━━━━━ DOCUMENTO FUENTE ━━━━━

Hace algunos años, hice entrevistas a unas cincuenta personas que habían sido niños y niñas durante la última dictadura militar en Argentina y no tenían en sus familias ni víctimas directas ni responsables de la represión. Algo común a todos los testimonios era el recuerdo de la revulsión que les generaba a quienes eran entonces niños, que sus padres y madres señalaran que no podían saber lo que había sucedido. “Y vos qué sabés, si no lo viviste”, era una frase impugnatoria de la experiencia y de la capacidad de conocer que tenían entonces chicos y chicas. No obstante, muchas y muchos adultos entonces también se escudaban en un desconocimiento de lo que pasaba: no saber nada de la represión durante la represión misma era patrimonio, no tanto de ser chico o no, sino de una decisión ética y política. Digo que era una decisión, un desconocimiento activo, porque sin exclusión todas las personas entrevistadas recuerdan un momento en su infancia donde algo del conocimiento de lo que sucedía, se filtró. Momentos en que la realidad aparecía como Matrix y notaban en un silencio, en una duda, en una contradicción, que “algo más” estaba sucediendo. Lo que permite ese recuerdo y se opone a la distribución del (des)conocimiento no es la edad, sino una operación ética respecto de la propia posición.

━━━━━

◆ **PROBLEMA PLANTEADO 1**
Reproduce sin cambios los registros a partir de la línea que contiene "the floral arch" hasta el final de los registros, con ambos extremos incluidos.
El texto y los registros no guardan relación entre sí.

━━━━━ REGISTROS EXTRAÍDOS ━━━━━

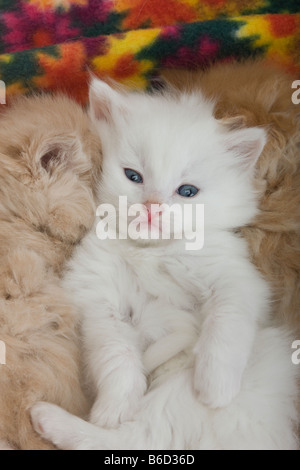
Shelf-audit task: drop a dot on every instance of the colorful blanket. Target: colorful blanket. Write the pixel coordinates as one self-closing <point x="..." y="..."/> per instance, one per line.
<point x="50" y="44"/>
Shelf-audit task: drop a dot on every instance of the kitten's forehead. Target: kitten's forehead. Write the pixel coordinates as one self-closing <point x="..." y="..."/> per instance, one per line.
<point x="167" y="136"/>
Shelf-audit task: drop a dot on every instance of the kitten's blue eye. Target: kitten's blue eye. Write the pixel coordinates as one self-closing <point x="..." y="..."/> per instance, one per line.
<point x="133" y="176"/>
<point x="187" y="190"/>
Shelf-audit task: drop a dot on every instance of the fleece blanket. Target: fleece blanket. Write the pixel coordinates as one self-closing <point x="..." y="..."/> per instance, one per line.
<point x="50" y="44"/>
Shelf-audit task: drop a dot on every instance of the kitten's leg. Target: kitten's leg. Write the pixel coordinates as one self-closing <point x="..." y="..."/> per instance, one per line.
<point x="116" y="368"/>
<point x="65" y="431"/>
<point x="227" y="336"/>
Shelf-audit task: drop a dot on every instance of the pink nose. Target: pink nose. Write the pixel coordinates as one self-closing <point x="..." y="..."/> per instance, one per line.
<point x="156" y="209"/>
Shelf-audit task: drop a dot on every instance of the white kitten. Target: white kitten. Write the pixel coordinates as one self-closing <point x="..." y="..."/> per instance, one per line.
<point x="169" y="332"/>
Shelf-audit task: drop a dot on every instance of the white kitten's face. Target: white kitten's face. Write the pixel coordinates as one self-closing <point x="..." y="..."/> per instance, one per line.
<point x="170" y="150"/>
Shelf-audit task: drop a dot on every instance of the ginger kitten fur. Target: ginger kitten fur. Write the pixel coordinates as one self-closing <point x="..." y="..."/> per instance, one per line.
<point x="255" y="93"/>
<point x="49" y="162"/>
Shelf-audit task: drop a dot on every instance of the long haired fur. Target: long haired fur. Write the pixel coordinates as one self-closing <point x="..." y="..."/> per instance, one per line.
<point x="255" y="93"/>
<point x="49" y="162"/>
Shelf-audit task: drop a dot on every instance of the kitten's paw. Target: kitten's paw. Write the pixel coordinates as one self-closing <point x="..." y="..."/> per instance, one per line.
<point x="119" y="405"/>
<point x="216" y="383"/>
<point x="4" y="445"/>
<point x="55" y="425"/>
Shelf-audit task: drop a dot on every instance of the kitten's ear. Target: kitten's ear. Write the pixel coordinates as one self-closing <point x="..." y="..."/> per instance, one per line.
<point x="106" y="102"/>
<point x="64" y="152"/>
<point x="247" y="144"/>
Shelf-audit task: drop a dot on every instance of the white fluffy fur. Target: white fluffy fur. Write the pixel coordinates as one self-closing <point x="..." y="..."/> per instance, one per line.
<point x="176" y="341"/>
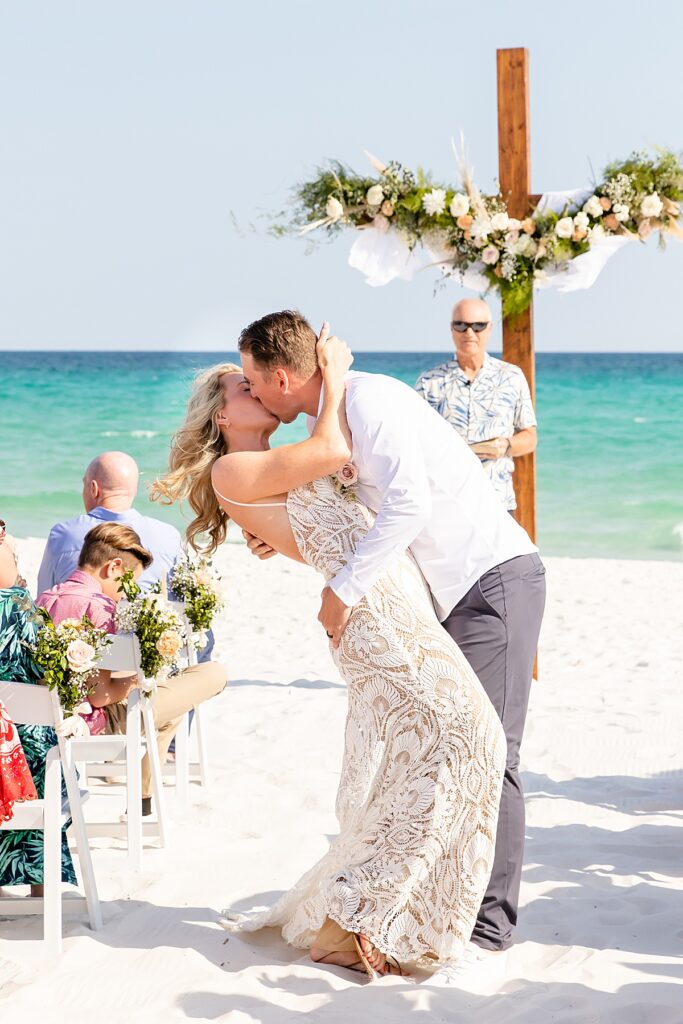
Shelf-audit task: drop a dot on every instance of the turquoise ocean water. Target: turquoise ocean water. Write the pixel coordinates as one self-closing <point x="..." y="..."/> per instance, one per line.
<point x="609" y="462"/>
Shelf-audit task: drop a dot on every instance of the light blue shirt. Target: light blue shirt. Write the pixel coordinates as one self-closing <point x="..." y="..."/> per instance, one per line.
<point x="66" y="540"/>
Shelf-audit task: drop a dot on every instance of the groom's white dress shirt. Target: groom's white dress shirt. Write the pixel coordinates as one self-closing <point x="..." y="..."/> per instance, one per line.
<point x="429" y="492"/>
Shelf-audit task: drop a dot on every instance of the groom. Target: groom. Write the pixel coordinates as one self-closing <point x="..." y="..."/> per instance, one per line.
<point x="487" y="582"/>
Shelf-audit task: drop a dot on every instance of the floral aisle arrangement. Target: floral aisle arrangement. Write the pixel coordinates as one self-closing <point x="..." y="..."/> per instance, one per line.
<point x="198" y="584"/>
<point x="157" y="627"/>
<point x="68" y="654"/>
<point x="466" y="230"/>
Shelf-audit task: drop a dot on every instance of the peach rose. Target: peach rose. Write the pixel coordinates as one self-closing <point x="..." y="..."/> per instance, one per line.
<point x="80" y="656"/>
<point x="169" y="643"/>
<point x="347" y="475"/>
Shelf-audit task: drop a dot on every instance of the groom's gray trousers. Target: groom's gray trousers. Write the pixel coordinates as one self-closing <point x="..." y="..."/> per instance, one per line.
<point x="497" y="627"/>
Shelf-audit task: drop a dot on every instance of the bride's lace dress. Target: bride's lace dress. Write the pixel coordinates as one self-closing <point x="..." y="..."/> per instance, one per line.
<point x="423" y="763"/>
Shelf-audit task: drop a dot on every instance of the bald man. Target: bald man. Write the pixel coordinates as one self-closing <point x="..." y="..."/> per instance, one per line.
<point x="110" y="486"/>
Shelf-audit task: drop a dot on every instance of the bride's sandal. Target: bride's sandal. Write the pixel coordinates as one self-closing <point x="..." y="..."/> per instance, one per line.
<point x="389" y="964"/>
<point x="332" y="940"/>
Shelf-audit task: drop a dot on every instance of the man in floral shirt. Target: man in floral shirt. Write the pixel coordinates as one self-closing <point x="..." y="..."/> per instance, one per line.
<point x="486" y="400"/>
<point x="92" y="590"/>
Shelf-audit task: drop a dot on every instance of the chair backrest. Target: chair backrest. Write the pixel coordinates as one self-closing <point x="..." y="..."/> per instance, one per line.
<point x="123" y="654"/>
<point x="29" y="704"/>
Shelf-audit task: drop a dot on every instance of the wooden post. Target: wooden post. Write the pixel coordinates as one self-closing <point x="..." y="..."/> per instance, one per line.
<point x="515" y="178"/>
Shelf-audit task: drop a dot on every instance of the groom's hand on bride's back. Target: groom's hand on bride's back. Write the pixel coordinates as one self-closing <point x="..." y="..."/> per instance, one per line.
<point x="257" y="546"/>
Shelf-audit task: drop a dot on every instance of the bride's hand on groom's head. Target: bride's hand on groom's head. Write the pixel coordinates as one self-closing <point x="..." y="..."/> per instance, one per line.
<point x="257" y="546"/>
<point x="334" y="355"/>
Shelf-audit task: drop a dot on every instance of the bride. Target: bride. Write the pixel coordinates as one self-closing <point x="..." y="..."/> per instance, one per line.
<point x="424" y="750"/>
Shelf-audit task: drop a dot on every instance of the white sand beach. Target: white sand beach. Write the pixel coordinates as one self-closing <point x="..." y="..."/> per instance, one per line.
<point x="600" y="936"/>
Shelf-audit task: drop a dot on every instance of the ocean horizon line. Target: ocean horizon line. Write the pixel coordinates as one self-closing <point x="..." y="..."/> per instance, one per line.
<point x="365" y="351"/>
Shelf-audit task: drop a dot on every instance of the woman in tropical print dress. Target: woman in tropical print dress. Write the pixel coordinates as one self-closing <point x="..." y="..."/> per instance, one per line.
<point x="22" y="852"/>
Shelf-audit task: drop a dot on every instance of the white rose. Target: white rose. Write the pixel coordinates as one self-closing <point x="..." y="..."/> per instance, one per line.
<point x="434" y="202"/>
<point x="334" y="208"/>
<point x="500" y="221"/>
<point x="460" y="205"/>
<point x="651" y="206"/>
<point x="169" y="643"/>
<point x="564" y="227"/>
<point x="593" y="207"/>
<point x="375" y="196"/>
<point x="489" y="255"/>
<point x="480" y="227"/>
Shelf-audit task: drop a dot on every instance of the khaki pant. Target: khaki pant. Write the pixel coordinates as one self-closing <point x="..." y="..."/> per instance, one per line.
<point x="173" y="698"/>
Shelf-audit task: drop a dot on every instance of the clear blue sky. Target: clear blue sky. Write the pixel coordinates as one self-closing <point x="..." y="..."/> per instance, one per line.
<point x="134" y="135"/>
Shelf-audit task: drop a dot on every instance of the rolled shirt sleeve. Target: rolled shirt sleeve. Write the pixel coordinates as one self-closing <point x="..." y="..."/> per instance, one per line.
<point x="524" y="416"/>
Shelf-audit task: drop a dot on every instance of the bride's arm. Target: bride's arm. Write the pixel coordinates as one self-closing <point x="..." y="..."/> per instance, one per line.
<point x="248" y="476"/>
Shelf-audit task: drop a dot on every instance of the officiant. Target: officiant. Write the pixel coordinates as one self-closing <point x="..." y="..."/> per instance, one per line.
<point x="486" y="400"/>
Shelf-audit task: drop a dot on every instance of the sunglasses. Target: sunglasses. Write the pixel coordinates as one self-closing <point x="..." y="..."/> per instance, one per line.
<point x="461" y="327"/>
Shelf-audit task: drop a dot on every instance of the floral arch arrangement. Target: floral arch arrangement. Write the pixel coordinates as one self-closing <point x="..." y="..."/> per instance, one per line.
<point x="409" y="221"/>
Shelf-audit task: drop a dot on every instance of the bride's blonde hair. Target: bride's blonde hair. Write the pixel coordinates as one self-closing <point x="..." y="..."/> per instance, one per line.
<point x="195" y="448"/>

━━━━━

◆ **PROBLEMA PLANTEADO 2**
Según el texto sobre la infancia durante la última dictadura militar en Argentina, ¿a cuántas personas se entrevistó?

◆ **RESPUESTA ESCRITA 1**
Shelf-audit task: drop a dot on every instance of the floral arch arrangement. Target: floral arch arrangement. Write the pixel coordinates as one self-closing <point x="..." y="..."/> per instance, one per line.
<point x="409" y="221"/>
Shelf-audit task: drop a dot on every instance of the bride's blonde hair. Target: bride's blonde hair. Write the pixel coordinates as one self-closing <point x="..." y="..."/> per instance, one per line.
<point x="195" y="448"/>

◆ **RESPUESTA ESCRITA 2**
A unas cincuenta personas.